▸ **Exercise set**:
1. In the forum thread on phone typing, what phone did NickTB get in exchange for the Galaxy?
2. List every shortcoming NickTB names for the Blackberry in the forum thread on phone typing.
3. Rewrite the paragraph of the forum thread on phone typing that begins "Well there you go." as a short bulleted list that keeps its main facts.

▸ **Passage**:

····················

I went from an iPhone to a HTC Desire. No problems typing on the iPhone, had so much trouble with the desire despite the larger screen that I sold it for a Palm Pre 2, which has a physical keyboard. 

Next phone will probably be either a blackberry or another iPhone.


----------



## NickTB (Feb 4, 2007)

Well there you go. Swapped the Galaxy for a Torch 9800, and realised I had made the biggest mistake. The OS is slow, the web is ridiculous the screen resolution is poor, the camera is poor. In fact the only thing that redeems the Blackberry is it's form factor (Love the feel and shape of it) and the keyboard. Luckily the guy I swapped with let me keep the Galaxy and have a trial of the Blackberry, so I'm not without a phone. 

Looks like it's back to the drawing board looking for a the right phone for me!


----------



## Will-S (Jun 5, 2007)

I find the spacing between the keys on the iphone is just right for typing. I have an HTC Desire S and absolutely love it, but do feel the gaps between the keys are fractionally smaller than on the iphone.

Having said that I have never experienced any problem with the HTC whilst typing. Predictive text is amazing and always picks the right word if I mis-type. If it doesn't I find it really easy to amend the word or select it from the alternatives it offers.


----------



## cobra (Feb 18, 2012)

i got an "apple" stylus from poundland for my smartphone - sorted


----------

····················

▸ **Given information**:
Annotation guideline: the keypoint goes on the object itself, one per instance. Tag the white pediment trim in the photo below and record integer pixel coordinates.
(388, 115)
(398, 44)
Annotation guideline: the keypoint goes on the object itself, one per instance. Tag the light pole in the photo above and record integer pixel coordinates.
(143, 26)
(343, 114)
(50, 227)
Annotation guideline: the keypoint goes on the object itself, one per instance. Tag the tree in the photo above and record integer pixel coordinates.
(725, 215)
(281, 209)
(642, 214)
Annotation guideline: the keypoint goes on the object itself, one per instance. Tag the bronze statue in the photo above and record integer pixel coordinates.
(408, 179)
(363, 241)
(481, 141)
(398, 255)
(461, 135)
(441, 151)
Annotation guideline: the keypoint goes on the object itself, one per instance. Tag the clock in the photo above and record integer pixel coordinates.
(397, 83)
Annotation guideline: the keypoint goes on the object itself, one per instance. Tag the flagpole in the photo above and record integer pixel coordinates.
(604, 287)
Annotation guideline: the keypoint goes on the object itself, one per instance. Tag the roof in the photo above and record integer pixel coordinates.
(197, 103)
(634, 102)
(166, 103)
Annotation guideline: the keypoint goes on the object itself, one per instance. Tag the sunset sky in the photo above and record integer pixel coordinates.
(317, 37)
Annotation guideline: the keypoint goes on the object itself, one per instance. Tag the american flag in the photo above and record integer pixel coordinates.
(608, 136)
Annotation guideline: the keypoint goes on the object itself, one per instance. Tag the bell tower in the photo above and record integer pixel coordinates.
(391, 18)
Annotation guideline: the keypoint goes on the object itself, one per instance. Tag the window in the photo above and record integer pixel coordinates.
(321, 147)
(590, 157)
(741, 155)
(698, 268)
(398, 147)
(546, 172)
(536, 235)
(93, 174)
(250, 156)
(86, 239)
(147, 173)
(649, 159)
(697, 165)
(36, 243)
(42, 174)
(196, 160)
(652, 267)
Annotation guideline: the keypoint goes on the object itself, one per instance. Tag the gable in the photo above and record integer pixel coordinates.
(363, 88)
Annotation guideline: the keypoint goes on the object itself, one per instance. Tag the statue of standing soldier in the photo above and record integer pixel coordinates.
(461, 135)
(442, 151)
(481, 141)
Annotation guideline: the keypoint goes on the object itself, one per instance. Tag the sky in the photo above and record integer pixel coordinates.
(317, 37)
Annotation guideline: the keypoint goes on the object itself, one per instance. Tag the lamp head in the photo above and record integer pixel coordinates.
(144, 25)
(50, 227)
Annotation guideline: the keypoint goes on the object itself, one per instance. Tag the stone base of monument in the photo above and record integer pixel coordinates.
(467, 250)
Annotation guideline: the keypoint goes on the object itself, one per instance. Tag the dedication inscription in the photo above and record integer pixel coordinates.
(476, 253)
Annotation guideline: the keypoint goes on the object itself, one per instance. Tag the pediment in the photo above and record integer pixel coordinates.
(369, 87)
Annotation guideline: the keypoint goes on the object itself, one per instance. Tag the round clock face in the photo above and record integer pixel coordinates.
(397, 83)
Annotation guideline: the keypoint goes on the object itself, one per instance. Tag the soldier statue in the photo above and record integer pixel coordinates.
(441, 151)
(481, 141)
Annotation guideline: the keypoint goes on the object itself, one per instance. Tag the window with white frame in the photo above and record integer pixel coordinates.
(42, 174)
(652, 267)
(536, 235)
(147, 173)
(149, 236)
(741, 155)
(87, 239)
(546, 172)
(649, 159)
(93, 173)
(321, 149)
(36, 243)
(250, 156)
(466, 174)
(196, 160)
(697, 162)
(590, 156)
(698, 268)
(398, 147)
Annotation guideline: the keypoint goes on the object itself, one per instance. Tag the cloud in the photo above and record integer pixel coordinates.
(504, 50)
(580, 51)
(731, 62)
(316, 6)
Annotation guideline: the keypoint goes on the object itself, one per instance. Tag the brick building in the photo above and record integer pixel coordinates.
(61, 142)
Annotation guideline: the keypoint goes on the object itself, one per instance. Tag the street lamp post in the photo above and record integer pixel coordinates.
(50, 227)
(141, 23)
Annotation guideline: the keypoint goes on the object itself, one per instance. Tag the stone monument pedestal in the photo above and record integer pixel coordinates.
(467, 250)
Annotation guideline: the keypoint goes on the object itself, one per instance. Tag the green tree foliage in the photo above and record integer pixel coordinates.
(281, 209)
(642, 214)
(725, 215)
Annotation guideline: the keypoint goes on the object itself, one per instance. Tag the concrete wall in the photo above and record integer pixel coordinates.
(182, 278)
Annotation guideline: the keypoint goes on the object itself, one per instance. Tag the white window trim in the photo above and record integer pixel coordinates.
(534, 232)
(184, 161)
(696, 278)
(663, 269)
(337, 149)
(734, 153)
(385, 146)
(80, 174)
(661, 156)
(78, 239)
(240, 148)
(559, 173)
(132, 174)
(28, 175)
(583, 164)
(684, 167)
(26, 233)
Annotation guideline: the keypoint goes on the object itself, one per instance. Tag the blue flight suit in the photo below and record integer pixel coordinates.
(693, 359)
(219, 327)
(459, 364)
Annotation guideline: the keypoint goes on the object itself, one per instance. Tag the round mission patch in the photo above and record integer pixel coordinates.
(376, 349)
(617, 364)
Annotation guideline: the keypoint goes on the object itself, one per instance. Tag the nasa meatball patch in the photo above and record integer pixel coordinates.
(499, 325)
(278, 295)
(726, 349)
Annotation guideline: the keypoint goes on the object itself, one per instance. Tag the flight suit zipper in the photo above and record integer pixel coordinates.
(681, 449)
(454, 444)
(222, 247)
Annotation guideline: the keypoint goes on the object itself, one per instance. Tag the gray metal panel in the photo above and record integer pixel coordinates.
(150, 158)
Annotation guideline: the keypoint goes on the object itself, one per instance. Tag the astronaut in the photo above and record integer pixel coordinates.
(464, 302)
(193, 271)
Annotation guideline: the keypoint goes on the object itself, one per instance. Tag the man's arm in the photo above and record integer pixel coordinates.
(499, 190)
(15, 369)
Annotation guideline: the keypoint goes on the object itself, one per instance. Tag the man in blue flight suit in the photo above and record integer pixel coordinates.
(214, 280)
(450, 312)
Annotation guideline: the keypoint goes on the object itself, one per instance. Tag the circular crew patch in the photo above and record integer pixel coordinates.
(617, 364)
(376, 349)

····················

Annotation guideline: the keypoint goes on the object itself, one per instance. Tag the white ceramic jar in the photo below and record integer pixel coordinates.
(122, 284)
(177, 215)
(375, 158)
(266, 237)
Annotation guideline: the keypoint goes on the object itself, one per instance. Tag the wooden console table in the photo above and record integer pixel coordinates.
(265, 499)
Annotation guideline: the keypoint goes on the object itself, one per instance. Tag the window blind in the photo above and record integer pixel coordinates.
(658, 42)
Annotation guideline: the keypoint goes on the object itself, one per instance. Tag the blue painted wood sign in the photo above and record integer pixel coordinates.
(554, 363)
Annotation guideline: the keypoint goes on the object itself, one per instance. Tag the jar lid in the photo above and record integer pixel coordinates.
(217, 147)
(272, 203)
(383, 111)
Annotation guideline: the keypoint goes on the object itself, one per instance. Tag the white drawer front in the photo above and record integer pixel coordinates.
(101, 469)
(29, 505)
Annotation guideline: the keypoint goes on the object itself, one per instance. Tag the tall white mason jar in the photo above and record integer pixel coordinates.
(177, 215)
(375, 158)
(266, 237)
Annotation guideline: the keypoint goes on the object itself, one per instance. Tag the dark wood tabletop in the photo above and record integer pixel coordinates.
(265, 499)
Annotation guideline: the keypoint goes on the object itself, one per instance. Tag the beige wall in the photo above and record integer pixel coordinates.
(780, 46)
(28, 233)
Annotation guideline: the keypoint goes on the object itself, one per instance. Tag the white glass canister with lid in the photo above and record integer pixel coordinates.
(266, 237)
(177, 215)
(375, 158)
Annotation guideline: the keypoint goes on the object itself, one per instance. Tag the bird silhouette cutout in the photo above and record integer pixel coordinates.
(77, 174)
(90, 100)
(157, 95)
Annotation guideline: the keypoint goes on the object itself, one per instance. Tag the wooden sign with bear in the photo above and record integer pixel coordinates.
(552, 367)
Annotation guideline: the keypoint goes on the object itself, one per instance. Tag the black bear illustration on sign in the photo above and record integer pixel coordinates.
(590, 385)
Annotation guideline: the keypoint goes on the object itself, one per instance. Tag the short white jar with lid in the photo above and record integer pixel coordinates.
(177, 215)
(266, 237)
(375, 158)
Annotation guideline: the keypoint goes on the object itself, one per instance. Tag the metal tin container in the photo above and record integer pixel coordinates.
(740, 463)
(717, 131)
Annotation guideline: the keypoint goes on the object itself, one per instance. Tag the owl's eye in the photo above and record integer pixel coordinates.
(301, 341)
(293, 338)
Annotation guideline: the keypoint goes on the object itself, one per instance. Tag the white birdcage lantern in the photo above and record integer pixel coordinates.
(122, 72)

····················

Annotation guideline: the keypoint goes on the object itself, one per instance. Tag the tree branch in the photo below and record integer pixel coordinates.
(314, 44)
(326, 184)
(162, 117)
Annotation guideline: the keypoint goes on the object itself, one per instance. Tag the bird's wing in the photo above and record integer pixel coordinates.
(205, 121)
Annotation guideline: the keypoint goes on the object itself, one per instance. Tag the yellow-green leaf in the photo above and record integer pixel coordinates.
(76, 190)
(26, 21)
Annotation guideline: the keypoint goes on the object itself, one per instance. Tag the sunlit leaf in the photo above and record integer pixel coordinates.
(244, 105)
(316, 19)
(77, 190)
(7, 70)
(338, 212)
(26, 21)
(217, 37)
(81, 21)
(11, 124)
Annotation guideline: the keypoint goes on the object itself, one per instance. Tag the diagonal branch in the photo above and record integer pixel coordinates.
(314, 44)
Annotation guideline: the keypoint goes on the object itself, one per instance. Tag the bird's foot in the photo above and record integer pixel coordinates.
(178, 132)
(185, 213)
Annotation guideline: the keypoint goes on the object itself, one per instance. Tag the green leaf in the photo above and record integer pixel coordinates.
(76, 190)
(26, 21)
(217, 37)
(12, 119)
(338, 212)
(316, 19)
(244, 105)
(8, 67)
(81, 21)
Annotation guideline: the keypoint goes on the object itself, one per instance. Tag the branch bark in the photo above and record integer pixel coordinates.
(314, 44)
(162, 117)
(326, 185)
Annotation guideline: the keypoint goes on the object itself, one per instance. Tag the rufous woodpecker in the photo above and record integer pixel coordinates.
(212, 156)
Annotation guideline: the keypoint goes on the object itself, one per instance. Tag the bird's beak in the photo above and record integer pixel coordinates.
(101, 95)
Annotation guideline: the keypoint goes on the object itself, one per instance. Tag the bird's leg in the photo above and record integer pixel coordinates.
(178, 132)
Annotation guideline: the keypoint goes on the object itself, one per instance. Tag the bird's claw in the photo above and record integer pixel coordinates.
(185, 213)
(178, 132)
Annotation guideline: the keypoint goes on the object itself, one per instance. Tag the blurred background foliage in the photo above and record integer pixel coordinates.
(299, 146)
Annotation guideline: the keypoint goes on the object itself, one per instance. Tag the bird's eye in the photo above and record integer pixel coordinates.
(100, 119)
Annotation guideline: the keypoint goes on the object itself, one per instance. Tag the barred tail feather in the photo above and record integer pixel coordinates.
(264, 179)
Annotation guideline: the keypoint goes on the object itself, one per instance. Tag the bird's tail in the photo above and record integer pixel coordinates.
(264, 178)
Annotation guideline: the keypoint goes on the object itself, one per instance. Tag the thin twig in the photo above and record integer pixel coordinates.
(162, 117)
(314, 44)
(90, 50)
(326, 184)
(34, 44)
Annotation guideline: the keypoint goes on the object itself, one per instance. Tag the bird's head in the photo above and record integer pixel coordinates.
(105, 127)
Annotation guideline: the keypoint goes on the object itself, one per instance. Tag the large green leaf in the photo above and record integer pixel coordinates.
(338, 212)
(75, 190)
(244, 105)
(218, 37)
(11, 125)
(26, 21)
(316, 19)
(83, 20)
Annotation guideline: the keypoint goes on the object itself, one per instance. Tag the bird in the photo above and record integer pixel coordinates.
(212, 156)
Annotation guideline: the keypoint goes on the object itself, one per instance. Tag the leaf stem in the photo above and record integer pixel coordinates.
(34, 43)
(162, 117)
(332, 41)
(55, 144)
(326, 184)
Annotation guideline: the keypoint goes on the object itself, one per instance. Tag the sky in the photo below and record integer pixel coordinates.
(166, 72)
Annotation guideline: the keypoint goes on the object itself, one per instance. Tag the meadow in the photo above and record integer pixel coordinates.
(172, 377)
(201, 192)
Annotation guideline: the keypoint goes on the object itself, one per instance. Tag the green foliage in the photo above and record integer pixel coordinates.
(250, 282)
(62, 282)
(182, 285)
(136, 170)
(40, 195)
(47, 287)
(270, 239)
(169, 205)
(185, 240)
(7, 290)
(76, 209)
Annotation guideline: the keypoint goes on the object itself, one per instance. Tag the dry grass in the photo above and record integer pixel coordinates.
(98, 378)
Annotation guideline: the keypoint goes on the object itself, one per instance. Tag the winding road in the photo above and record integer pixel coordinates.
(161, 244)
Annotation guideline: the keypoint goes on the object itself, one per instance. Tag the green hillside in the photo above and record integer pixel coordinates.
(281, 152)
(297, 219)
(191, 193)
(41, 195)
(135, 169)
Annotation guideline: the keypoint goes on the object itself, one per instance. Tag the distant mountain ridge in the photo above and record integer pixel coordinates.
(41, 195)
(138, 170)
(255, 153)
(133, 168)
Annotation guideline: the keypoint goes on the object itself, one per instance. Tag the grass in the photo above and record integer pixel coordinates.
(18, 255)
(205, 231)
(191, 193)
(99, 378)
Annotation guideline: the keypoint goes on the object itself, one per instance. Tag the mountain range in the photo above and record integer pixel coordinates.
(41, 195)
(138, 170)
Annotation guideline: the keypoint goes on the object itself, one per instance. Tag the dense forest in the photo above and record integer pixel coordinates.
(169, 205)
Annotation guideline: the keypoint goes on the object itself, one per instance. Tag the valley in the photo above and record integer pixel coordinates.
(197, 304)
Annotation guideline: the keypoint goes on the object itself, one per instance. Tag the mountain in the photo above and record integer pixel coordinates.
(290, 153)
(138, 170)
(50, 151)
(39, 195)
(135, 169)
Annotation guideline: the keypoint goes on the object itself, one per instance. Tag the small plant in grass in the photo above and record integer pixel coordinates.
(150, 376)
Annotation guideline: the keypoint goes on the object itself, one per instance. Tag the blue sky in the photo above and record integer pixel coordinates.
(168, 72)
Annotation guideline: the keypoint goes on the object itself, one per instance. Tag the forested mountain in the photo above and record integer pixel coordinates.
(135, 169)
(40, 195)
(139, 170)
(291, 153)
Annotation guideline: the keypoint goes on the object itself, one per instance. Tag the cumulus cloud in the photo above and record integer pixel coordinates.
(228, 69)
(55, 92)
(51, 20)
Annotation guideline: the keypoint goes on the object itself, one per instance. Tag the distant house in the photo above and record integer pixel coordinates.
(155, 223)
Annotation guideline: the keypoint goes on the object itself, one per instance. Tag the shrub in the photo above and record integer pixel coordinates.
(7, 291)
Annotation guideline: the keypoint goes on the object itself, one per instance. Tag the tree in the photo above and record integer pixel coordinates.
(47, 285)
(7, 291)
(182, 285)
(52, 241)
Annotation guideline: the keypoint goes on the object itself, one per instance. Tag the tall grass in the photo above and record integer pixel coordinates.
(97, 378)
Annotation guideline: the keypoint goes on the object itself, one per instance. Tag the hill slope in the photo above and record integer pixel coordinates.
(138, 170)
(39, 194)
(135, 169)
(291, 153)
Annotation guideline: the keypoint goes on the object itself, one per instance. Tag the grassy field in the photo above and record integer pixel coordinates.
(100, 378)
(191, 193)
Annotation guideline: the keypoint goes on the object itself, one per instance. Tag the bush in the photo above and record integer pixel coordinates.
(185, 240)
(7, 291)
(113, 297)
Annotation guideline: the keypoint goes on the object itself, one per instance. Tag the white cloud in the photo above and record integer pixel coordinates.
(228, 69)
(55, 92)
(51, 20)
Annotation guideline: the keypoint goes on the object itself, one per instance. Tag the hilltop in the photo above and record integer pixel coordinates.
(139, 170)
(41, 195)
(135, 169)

····················

▸ **Correct answers**:
1. A Torch 9800.

2.
- The OS is slow.
- The web is ridiculous.
- The screen resolution is poor.
- The camera is poor.

3.
- NickTB swapped the Galaxy for a Torch 9800 and soon felt it was the biggest mistake.
- Faults: slow OS, ridiculous web, poor screen resolution, poor camera.
- Good points: the form factor (its feel and shape) and the keyboard.
- The person NickTB swapped with allowed NickTB to keep the Galaxy while trying the Blackberry, so NickTB still has a phone.